(Records from a point-labeling set)
────────
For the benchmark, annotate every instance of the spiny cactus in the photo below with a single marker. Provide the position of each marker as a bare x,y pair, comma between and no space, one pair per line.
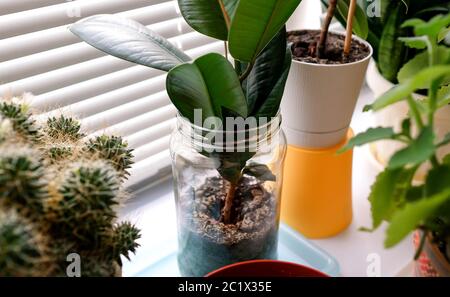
21,120
52,184
113,149
22,178
23,250
124,238
64,128
88,193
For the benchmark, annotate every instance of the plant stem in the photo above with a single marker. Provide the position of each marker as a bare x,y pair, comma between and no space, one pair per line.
421,245
247,72
226,211
348,36
225,14
415,112
326,25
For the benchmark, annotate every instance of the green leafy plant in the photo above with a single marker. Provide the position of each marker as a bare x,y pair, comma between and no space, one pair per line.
253,33
394,197
53,205
384,30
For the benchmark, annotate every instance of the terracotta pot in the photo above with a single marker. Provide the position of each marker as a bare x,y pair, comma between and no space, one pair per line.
392,116
320,99
432,262
266,268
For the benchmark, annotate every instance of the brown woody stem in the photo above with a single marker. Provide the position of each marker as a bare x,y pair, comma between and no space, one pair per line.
348,36
226,211
326,25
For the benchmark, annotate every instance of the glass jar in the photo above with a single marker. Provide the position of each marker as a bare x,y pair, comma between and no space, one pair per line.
227,189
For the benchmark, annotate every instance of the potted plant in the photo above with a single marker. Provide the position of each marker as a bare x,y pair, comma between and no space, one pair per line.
227,176
318,115
323,86
407,205
58,198
392,61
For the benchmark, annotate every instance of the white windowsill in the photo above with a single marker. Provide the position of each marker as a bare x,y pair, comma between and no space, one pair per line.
153,211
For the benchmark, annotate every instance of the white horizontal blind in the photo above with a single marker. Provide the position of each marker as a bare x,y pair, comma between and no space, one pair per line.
38,54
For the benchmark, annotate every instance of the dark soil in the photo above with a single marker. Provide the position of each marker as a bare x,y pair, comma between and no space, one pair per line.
207,244
304,48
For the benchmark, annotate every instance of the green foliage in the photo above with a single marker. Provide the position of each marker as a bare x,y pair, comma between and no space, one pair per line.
65,128
21,120
113,149
22,247
22,180
396,19
394,197
52,206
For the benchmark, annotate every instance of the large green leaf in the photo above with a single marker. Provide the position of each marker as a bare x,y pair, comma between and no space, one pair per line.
267,71
421,61
413,215
371,135
419,151
254,25
129,40
271,106
360,24
402,91
210,84
389,192
206,16
391,50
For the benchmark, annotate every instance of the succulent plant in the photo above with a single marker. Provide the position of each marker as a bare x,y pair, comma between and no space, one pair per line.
63,127
23,250
21,120
125,236
113,149
56,200
22,178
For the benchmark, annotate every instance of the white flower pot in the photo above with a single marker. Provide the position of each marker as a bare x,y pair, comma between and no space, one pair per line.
319,101
392,116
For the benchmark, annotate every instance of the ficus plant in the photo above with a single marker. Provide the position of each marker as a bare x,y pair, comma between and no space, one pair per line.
380,23
394,196
253,33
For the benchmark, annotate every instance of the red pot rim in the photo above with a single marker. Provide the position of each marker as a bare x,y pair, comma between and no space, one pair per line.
247,263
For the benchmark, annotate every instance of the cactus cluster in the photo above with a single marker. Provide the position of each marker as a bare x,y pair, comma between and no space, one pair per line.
59,195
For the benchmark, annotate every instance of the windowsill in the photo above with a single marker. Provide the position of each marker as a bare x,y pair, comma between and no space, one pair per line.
153,211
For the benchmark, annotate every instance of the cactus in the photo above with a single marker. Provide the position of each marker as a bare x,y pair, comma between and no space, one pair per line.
22,178
125,236
56,199
21,120
113,149
23,250
63,127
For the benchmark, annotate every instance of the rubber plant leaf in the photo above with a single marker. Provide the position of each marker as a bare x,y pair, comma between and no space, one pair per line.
129,40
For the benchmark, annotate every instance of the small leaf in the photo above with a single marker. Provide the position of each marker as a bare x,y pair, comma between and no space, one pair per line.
412,216
402,91
210,83
360,23
260,171
388,192
371,135
445,141
419,151
129,40
419,42
255,24
422,61
443,96
271,105
206,17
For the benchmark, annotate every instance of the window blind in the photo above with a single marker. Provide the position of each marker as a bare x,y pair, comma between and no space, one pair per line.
38,54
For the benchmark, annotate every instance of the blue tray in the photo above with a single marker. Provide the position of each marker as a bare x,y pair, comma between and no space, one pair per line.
292,247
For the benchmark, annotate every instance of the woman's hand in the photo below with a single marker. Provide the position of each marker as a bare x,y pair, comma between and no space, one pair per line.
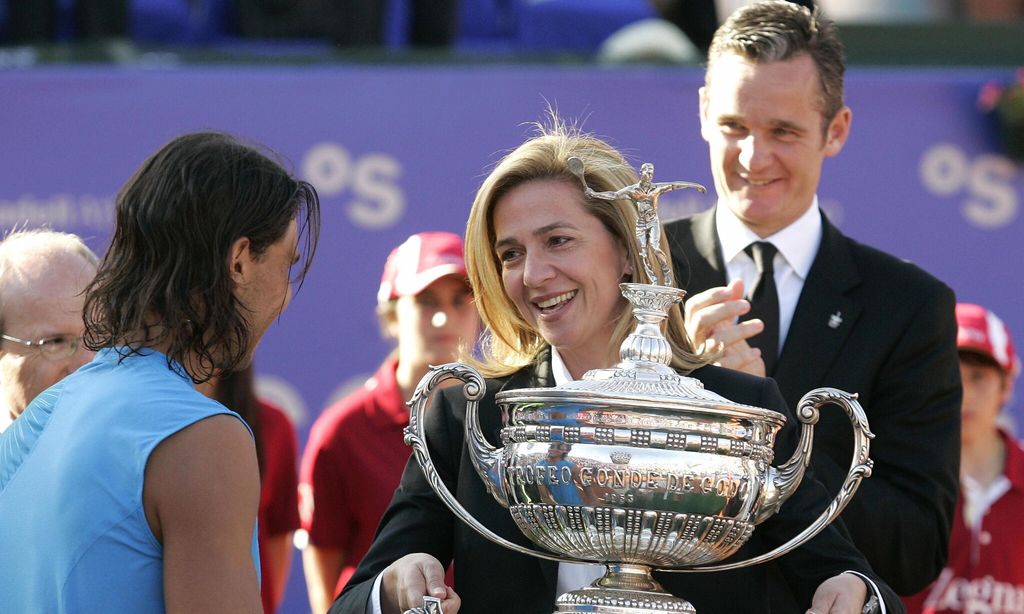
────────
▶ _Exercise prompt_:
Reproduce all of the data above line for line, with identical wording and coordinates. Omit the images.

▶ _Task response_:
For the benchmark, annotate every instance of the spiny cactus in the photo below with a single marker. Provide the position of each marker as a bare x,y pair, comma between and no space, one pair per line.
21,120
52,184
113,149
22,178
23,250
124,238
64,128
88,193
For the benchmark, annotate every instance of the plant stem in the photo above with a single marker. Provide the position of each marker as a bare x,y pair, comma between and no space, one pair per line.
421,245
247,72
226,211
348,36
225,14
415,112
326,25
For the benchmark, annotate every instance of the green leafy plant in the photo above with a single marker. Provide the position of each marker as a bare x,y pair, comma between and no space, one pair per line.
253,33
394,197
53,205
384,30
For the benchmark, annotate every instance of the terracotta pot in the photo above with a single marker. Provide the position of each marker as a bare x,y pair, comma between and no space, one pair per line.
392,116
320,99
432,262
266,268
For the benchmark, annotate every instance of the brown woody stem in the photo above with a single marker. Provide the position of each marker as a bare x,y pair, comma between and no space, one pair per line.
348,36
226,211
326,25
For the benchmark, annotate every instance of the glass jar in the photo above with a single marker. Provide the position of each marker as a bare x,y pair, comma between and no space, one pair per line.
227,189
For the benchmark, annotate every instance of the potted plant in the photo above with a single marker. Provide the position of each marker as a bare x,y pair, comma between and no space, one pair per line.
227,176
318,115
323,86
407,205
58,198
392,61
For the benchmark, annotate every instance of the white windowsill in the photo above with a single marker. Provide the position of each marker as a bare x,y pair, comma between and no space, one pair per line.
153,211
For the benchmark, annotate every instance of the white horizontal blind in the photo above with a single marker. Provide the position of each marker as a bare x,y pair, comma between and no space, one pair per line.
38,54
For the benchmark, annotate every instance of the dark soil in the photo above with a single marker. Provide the position of each marker as a bare x,y pair, comma between and no space, one pair per line.
207,244
304,48
For the benchmark, annotate every instance of the green foliage in the photo above with a single marker. Provide the position of each marker as a bare x,y pair, comma between and no space, one pair per line.
65,128
21,120
113,149
22,247
22,180
396,19
394,197
52,206
For the benchmark, annotate every instance of the large green leaf in the photo above with a single marker. Provide the position of each marker as a bare x,y pair, comma between and no space, one pair per line.
267,71
421,61
413,215
371,135
419,151
254,25
129,40
271,106
360,24
402,91
210,84
389,192
206,16
391,50
For the benchmark, annotate every instance of the succulent plant in the photo above with a single marker. Provide the position of each marker as a bare x,y pair, comma between and no space, one pair per line.
63,127
23,250
21,120
125,236
113,149
56,200
22,178
For the benchmark, annotate every instance of the white flower pot in the photo above with a single marker. Provide the position of each marker as a bare x,y pair, comma between and no space, one pair per line.
319,101
392,116
For the benchmark, annotate every instance of the ficus plant in the photo above with a single marker. Provide the position of each marker as a bare x,y pair, comma between and no space, one pair per line.
380,23
394,196
253,33
For the benchmark, annotate every instance of the red pot rim in the photo above with a single marker. Provide the position of each marker as a bare x,y pair, comma between and no space, one pair per line.
247,263
For the benchmark, annotate every instance of the cactus cluster in the photo above with a single marker. Provide the position of each marker as a bare x,y pair, comma between and no space, one pair per line.
59,195
For the benchmark, annotate every instance of the windowsill in the photo above with a single marker. Provide the position of each marker as a bare x,y pair, comma between and no space, one pair per line.
153,211
For the benchmark, annotate every instance of the cactus in the photo above with a single marker. Provide the position of each marker as a bare x,y pair, comma between and no space, one pair per line.
22,178
125,236
56,199
21,120
113,149
23,250
63,127
For the benchmark, annotate every instance of the rubber plant leaf in the photo above with a single marker. Provide the position of each marker as a bare x,y pair, comma between and no space, one pair per line.
129,40
For the benchmark, annotate every instance of the small leaf in the photo above with a single marker. Provide the position of each marker as a bare x,y pair, comma between and no space, one pair per line.
412,216
402,91
210,83
360,23
260,171
388,192
371,135
445,141
419,151
129,40
419,42
255,24
422,61
443,96
271,105
206,17
For the benchmark, annotate every instance of the window blind in the photo above with a single marker. Provide the position of each marker as a bare x,y pair, comma between and no space, one pair per line.
38,54
For the benchmark, annotate every instance of the blue tray in the photo above with a single marker. Provide the position of each marker as a bare x,y pair, comma between and no space, one pair per line.
292,247
For the benchmark, annotate every instance of the woman's hand in the photo below with a single marker. Provide the position of each marker as a bare x,y pair, comma between and no space, one pair per line.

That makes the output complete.